What follows is a block of records; restate each one word for word.

(Input material)
::::::
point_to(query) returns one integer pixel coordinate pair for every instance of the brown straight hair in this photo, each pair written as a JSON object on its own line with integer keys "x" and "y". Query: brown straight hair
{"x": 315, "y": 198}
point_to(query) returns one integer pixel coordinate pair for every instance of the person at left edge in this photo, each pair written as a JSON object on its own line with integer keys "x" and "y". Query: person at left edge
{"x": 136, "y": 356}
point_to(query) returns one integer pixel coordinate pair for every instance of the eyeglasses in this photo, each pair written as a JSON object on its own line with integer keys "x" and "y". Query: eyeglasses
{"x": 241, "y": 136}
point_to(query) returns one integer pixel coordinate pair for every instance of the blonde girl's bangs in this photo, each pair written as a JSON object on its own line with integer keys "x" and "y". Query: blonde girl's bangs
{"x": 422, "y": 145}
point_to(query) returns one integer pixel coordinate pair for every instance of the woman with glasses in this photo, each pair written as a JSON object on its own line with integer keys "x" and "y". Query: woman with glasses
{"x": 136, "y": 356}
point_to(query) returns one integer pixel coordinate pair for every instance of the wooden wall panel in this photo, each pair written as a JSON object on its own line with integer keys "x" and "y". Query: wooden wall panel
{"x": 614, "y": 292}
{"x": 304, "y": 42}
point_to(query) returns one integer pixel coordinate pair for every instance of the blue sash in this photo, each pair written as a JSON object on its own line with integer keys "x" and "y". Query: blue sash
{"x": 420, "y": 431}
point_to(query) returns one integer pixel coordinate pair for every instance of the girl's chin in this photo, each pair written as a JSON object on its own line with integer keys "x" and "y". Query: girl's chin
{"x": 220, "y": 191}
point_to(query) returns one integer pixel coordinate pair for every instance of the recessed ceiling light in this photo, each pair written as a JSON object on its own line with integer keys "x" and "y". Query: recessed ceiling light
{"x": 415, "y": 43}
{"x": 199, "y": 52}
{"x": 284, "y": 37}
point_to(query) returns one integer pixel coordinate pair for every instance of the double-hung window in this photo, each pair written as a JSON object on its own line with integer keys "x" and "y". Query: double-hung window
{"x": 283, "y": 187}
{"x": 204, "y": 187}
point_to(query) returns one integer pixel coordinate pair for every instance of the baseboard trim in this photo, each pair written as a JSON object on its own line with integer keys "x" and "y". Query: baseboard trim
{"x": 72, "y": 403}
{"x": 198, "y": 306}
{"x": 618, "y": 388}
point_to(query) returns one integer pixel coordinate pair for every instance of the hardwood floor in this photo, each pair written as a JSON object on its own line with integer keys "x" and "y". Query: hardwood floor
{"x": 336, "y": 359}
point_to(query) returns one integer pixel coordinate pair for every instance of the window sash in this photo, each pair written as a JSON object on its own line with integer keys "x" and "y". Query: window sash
::::::
(Answer in full)
point_to(query) returns one integer pixel coordinate pair for every instance of the brown straight hair in this photo, each pair written as a JSON object on its own line with integer keys "x" and "y". Query: brown straight hair
{"x": 315, "y": 198}
point_to(query) returns one integer pixel coordinate pair for every instance of the person at left edge in this photo, each pair written as a JSON object on its own line with integer keys "x" and "y". Query: person at left edge
{"x": 136, "y": 356}
point_to(query) returns one integer pixel coordinate pair for every instance of the eyeglasses in this photo, each pair written as a JSON object on its own line with integer keys "x" and "y". Query: eyeglasses
{"x": 241, "y": 136}
point_to(query) returns one integer pixel coordinate pair for every instance of the blonde girl's bangs in this photo, each pair written as a JSON object on its own line with integer keys "x" and "y". Query: blonde girl's bangs
{"x": 422, "y": 145}
point_to(query) returns one integer pixel coordinate pair for every instance of the woman with glasses in this photo, each pair written as a JSON object on its own line with integer keys "x" and "y". Query: woman with glasses
{"x": 136, "y": 356}
point_to(query) returns one integer pixel coordinate pair for every instance of the wooden wall panel in this photo, each pair written as a JSON object on its own line with integer keys "x" and "y". Query: wooden wall panel
{"x": 614, "y": 292}
{"x": 304, "y": 42}
point_to(query) returns one integer pixel coordinate pair for every instance of the blue sash in this photo, each pair written as a JSON object on its own line with integer keys "x" and "y". Query: blue sash
{"x": 420, "y": 431}
point_to(query) returns one integer pixel coordinate pair for every instance of the girl's chin in this photo, each pair written as a JSON object on its own line with integer keys "x" and "y". Query: girl's chin
{"x": 220, "y": 191}
point_to(query) returns one integer pixel coordinate pair for every instance of the recessed ceiling light in this photo, each pair written as a JSON object on its own line with integer keys "x" and "y". Query: recessed ceiling light
{"x": 415, "y": 43}
{"x": 199, "y": 52}
{"x": 284, "y": 37}
point_to(query) returns one integer pixel coordinate pair for every instance of the double-hung window in this photo, each pair written as a JSON object on its own line with integer keys "x" and "y". Query: double-hung window
{"x": 283, "y": 187}
{"x": 204, "y": 187}
point_to(query) returns one integer pixel coordinate pair for every instance of the baseboard trim in this photo, each pair written as a JSON object on its own line with integer keys "x" and "y". Query: baseboard trim
{"x": 72, "y": 403}
{"x": 198, "y": 306}
{"x": 618, "y": 388}
point_to(query) returns one integer pixel coordinate pair for every instance of the hardwood floor in this photo, each pair written as a JSON object on its own line with integer keys "x" and "y". Query: hardwood floor
{"x": 336, "y": 359}
point_to(query) returns one integer pixel coordinate pair for every instance of the window sash in this photo, each pair written as a JSON object on its own line with integer keys "x" and "y". Query: window sash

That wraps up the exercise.